Below is a set of entries; give all of them again exactly.

• • • • •

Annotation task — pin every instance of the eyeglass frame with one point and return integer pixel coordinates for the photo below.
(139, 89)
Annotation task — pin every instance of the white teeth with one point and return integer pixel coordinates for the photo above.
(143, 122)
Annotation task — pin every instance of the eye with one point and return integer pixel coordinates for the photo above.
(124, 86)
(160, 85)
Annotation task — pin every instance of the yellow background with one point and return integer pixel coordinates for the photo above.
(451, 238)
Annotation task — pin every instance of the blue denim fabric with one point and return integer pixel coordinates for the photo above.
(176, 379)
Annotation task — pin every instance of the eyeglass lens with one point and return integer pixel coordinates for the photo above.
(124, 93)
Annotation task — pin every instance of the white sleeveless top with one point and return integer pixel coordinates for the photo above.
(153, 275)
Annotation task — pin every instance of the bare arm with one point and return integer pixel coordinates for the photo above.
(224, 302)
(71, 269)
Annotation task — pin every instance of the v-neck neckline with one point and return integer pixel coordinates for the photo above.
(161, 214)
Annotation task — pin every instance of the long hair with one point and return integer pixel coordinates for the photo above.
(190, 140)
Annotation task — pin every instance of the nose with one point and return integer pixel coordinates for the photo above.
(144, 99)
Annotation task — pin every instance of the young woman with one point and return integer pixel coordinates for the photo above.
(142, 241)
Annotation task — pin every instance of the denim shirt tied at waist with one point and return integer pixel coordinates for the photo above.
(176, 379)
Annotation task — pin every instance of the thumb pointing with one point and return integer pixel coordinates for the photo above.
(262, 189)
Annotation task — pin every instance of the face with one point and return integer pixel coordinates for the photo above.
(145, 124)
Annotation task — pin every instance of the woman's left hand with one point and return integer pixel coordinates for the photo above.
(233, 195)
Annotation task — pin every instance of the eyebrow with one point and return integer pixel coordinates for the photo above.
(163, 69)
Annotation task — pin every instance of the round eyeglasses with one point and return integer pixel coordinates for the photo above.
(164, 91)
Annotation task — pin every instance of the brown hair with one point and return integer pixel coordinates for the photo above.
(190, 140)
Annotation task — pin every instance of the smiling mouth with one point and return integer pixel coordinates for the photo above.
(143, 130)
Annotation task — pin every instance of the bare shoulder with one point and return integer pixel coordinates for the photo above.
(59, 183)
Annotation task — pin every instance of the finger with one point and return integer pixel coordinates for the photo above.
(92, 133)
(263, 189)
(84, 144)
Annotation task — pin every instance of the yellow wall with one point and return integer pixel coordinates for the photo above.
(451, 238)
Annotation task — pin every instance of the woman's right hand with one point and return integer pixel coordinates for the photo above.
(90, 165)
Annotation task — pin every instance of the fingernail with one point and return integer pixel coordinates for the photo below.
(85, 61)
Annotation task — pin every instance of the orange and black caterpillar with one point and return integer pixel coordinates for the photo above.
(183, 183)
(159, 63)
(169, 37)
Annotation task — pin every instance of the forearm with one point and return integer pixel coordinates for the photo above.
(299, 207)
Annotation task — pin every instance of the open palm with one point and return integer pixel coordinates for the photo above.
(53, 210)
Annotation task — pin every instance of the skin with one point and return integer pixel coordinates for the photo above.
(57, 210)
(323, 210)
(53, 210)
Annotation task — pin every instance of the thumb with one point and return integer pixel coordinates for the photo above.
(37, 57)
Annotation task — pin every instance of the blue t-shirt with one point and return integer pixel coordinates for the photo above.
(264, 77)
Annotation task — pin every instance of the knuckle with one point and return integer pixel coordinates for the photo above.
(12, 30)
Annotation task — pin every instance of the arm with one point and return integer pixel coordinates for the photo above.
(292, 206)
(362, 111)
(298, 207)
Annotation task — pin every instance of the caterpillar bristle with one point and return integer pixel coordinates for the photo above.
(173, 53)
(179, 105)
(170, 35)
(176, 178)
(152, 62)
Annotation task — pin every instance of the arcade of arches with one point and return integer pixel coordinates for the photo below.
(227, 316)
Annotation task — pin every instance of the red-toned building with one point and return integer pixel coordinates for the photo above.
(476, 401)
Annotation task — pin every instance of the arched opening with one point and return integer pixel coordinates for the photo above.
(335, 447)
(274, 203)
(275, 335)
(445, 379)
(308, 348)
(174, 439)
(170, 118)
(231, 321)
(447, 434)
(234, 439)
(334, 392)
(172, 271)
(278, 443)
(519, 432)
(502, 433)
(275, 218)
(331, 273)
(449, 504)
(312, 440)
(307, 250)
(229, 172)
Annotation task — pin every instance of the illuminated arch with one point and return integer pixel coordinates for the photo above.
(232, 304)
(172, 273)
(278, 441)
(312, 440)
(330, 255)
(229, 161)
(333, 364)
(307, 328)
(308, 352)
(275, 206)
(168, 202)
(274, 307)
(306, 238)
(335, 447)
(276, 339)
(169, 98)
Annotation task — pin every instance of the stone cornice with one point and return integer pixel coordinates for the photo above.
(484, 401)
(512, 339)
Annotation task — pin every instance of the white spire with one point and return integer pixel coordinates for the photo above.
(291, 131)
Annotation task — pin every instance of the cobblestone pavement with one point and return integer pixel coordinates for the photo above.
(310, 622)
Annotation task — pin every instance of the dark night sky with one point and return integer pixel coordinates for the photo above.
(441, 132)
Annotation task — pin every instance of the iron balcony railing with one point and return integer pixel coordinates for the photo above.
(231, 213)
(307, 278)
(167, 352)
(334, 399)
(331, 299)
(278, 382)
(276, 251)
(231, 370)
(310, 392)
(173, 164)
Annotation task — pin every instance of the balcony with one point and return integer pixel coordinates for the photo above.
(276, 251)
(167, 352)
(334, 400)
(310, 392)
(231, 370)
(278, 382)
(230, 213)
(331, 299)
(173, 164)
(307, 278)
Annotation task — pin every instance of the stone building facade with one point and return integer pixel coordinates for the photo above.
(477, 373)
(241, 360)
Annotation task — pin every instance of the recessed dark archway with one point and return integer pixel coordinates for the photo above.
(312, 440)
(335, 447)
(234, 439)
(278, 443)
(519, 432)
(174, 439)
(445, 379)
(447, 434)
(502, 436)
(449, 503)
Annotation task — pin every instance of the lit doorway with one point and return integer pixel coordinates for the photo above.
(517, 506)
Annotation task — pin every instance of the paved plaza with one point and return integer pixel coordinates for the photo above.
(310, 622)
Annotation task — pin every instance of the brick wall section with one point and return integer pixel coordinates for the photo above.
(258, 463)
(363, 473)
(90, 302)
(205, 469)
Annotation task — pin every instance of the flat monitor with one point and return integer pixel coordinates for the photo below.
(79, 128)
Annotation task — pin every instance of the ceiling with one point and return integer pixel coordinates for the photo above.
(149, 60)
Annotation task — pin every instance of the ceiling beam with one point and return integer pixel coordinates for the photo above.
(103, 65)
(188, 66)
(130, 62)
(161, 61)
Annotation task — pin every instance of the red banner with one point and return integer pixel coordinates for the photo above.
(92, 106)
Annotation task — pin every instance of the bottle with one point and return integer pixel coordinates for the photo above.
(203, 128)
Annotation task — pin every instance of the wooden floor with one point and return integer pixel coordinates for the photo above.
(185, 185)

• • • • •

• Response area
Annotation task — pin every instance of the eyeglass frame with one point and return integer pixel coordinates for the photo below.
(139, 89)
Annotation task — pin every instance of the white teeth with one point and return integer pixel coordinates for the photo above.
(143, 122)
Annotation task — pin every instance of the eye with one point and return integer pixel coordinates for the photo above.
(124, 86)
(160, 85)
Annotation task — pin every instance of the yellow background with one point and return integer pixel coordinates for the photo above.
(451, 238)
Annotation task — pin every instance of the blue denim fabric with one point and return integer pixel coordinates for the photo above.
(176, 379)
Annotation task — pin every instance of the eyeglass lens with one point and return integer pixel coordinates for the photo above.
(124, 93)
Annotation task — pin every instance of the white sleeveless top with one point and return integer pixel coordinates for the photo above.
(153, 275)
Annotation task — pin every instance of the bare arm with one point and return integer pixel coordinates for the photo above.
(224, 302)
(71, 269)
Annotation task — pin every instance of the v-neck neckline with one point and return integer pixel coordinates for the photo above.
(161, 214)
Annotation task — pin every instance of the long hair with one point and return integer pixel coordinates for the photo above.
(190, 140)
Annotation task — pin every instance of the nose with one point and return integer pixel coordinates for the photo above.
(144, 99)
Annotation task — pin every instance of the young woman with one point and return integer pixel coordinates for the photo above.
(142, 241)
Annotation task — pin every instance of the denim shirt tied at waist with one point and return integer pixel coordinates for the photo above.
(176, 379)
Annotation task — pin every instance of the thumb pointing with one point and return integer pixel coordinates for the photo above.
(262, 189)
Annotation task — pin every instance of the face with one point and return integer pixel coordinates for the photo above.
(145, 124)
Annotation task — pin every instance of the woman's left hand with one point and return integer pixel coordinates for the photo above.
(233, 195)
Annotation task — pin every instance of the eyebrow with one point and return integer pixel coordinates for the photo above.
(163, 69)
Annotation task — pin every instance of the round eyeglasses with one point and return integer pixel coordinates for the photo above.
(164, 91)
Annotation task — pin every instance of the brown hair with one point and return integer pixel coordinates for the photo above.
(190, 140)
Annotation task — pin every instance of the smiling mouth with one point and return integer pixel coordinates for the photo above.
(143, 130)
Annotation task — pin every instance of the bare shoulder with one point and return integer pixel coordinates for the photo above.
(59, 183)
Annotation task — pin every instance of the finger with one point and return integer pixel coordinates for the photo above.
(92, 133)
(263, 189)
(84, 144)
Annotation task — pin every instance of the yellow wall with one point and return integer pixel coordinates for the photo above.
(451, 238)
Annotation task — pin every instance of the woman's right hand with one point and return integer pixel coordinates for the photo above.
(90, 165)
Annotation task — pin every instance of the fingernail with one point and return integer pixel coordinates for the photo below.
(85, 61)
Annotation task — pin every instance of the orange and black caterpillar with one point and return integer pixel coordinates for the photo above.
(183, 183)
(159, 63)
(169, 37)
Annotation task — pin every instance of the forearm with one point and return integer pixel coordinates for the photo above.
(299, 207)
Annotation task — pin every instance of the open palm with one point and return integer pixel coordinates for the photo above.
(53, 210)
Annotation task — pin every instance of the skin with one point and return integer pixel coordinates for the photo above.
(57, 210)
(323, 210)
(53, 210)
Annotation task — pin every instance of the thumb with one point and return integer pixel coordinates for the photo above.
(37, 57)
Annotation task — pin every instance of the blue t-shirt with one point and return integer pixel coordinates for the photo above.
(264, 77)
Annotation task — pin every instance of the knuckle with one point and return integer pixel coordinates for the photo above.
(12, 30)
Annotation task — pin every instance of the arm with one point and return integer pixel coordinates for the photo above.
(292, 206)
(362, 111)
(298, 207)
Annotation task — pin every instance of the caterpillar bristle with one point and return integer pixel coordinates for the photo above.
(173, 53)
(179, 105)
(170, 35)
(176, 178)
(152, 62)
Annotation task — pin every instance of the arcade of arches with one point and return integer pixel coordinates for the photo below.
(227, 316)
Annotation task — pin every instance of the red-toned building with one point and return integer pixel coordinates for the photo above.
(476, 401)
Annotation task — pin every instance of the arched opening with one point and return integer pixel coordinates for the photo above.
(335, 447)
(274, 203)
(275, 335)
(445, 379)
(308, 348)
(174, 439)
(170, 118)
(231, 321)
(447, 434)
(234, 439)
(334, 392)
(172, 271)
(278, 443)
(519, 432)
(502, 433)
(275, 218)
(331, 273)
(449, 504)
(312, 440)
(307, 250)
(229, 172)
Annotation task — pin every instance of the illuminated arch with one point and return integer pixel coordinates for the photo above.
(232, 304)
(172, 273)
(278, 441)
(312, 440)
(330, 255)
(229, 161)
(333, 364)
(307, 328)
(308, 352)
(275, 206)
(168, 202)
(274, 307)
(306, 238)
(335, 447)
(276, 339)
(169, 98)
Annotation task — pin every instance of the stone cornice with one point and return integer pixel coordinates for the photo above.
(484, 401)
(512, 339)
Annotation task — pin every instance of the white spire with one point and return integer pixel coordinates for the photo above.
(291, 131)
Annotation task — pin every instance of the cobblestone pavement with one point and return integer pixel coordinates for the photo above.
(310, 622)
Annotation task — pin every instance of the dark night sky with one point and return integer pixel coordinates for the photo above.
(441, 132)
Annotation task — pin every instance of the iron balcony railing with one point and return integer pixel coordinates for the photo above.
(231, 213)
(307, 278)
(167, 352)
(334, 399)
(331, 299)
(278, 382)
(276, 251)
(231, 370)
(310, 392)
(173, 164)
Annotation task — pin every instance of the balcony with one point and return integer pixel coordinates for the photo above.
(276, 251)
(167, 352)
(334, 400)
(310, 392)
(231, 370)
(278, 382)
(230, 213)
(331, 299)
(173, 164)
(307, 278)
Annotation task — pin every instance of the stone building facade with one point and return integer pixel coordinates for the photo above.
(477, 373)
(241, 360)
Annotation task — pin every instance of the recessed dark archway with one point and return integer pixel coordinates for the photo above.
(312, 440)
(335, 447)
(234, 439)
(278, 443)
(519, 432)
(174, 439)
(445, 379)
(447, 434)
(502, 436)
(449, 503)
Annotation task — pin every instance of the lit doorway with one point and return integer pixel coordinates for the photo above.
(517, 506)
Annotation task — pin every instance of the paved plaza with one point and return integer pixel coordinates for the photo above.
(310, 622)
Annotation task — pin every instance of the brick wall section with one point and return integer pixel coordinates for the photo above.
(258, 463)
(363, 473)
(90, 302)
(205, 469)
Annotation task — pin every instance of the flat monitor with one point and return integer pixel coordinates for the photo below.
(79, 128)
Annotation task — pin every instance of the ceiling with one point and return integer pixel coordinates for the photo above.
(149, 60)
Annotation task — pin every instance of the ceiling beam with one point and return integer pixel coordinates for the photo above.
(103, 65)
(188, 66)
(130, 62)
(161, 61)
Annotation task — pin every instance of the red banner with one point and return integer pixel coordinates for the photo above.
(92, 106)
Annotation task — pin every instance of the bottle with one point and return integer pixel coordinates for the photo above.
(203, 128)
Annotation task — pin every instance of the wooden floor with one point and return integer pixel coordinates for the photo above.
(185, 185)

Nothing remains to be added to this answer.